**Exercise**: Your answer must contain only the lines from the one containing "Point out walking woman" through the end of the entries below, reproduced character for character.

Referring expression grounding data
^^^^^^^^^^^^^^^^

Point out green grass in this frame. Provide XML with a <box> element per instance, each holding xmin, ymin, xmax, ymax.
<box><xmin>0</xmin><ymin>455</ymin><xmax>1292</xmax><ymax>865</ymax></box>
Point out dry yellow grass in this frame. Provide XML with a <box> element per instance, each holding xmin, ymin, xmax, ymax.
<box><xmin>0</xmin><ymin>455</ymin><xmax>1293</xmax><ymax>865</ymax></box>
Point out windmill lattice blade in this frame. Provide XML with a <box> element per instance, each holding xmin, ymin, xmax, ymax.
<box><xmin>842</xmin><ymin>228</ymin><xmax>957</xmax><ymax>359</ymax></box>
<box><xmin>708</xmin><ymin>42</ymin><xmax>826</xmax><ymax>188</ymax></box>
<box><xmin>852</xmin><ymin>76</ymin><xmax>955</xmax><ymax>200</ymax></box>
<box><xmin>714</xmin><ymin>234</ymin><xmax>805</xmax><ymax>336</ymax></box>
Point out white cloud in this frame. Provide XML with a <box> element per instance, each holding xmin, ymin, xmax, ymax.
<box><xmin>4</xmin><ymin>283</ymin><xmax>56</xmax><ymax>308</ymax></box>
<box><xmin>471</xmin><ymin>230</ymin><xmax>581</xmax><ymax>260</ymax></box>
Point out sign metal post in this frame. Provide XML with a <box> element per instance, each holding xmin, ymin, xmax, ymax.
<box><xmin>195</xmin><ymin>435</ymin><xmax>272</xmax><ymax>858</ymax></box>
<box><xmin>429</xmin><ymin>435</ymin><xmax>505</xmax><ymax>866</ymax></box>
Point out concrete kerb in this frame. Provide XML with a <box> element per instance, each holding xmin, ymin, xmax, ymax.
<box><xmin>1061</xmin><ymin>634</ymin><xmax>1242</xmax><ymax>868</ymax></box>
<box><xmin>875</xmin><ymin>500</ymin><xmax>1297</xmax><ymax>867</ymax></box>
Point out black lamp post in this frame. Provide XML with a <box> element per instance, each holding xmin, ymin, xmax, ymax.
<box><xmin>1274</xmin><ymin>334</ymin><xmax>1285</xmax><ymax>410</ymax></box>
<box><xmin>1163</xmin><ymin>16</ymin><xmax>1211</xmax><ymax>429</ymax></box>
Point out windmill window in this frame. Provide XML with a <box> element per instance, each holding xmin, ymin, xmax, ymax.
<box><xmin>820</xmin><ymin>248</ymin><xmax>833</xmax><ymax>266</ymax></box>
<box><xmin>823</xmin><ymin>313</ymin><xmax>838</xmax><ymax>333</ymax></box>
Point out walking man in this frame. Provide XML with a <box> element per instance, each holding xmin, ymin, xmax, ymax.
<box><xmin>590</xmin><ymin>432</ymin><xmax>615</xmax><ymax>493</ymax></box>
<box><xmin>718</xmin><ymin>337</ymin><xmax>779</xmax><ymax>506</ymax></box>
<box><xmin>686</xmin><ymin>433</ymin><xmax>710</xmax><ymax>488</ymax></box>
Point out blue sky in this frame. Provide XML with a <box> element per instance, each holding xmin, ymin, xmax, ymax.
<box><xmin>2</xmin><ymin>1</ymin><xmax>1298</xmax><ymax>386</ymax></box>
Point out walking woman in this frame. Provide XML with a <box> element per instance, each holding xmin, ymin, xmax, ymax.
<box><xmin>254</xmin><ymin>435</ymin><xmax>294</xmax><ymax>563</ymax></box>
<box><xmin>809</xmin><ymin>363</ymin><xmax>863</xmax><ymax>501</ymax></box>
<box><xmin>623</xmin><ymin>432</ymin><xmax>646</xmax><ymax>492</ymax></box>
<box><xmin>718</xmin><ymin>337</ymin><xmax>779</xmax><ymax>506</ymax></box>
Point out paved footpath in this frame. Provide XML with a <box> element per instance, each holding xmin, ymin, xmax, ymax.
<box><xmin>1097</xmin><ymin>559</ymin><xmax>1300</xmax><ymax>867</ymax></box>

^^^^^^^^^^^^^^^^

**Your response**:
Point out walking woman in this frame. Provide XML with a <box> element per instance, each holding xmin, ymin, xmax, ymax.
<box><xmin>254</xmin><ymin>435</ymin><xmax>294</xmax><ymax>563</ymax></box>
<box><xmin>809</xmin><ymin>363</ymin><xmax>863</xmax><ymax>501</ymax></box>
<box><xmin>623</xmin><ymin>432</ymin><xmax>646</xmax><ymax>492</ymax></box>
<box><xmin>718</xmin><ymin>337</ymin><xmax>779</xmax><ymax>506</ymax></box>
Point out paved footpath in this frame. Provide XML with a <box> element per instance, each holding xmin, ymin, xmax, ymax.
<box><xmin>1097</xmin><ymin>559</ymin><xmax>1300</xmax><ymax>867</ymax></box>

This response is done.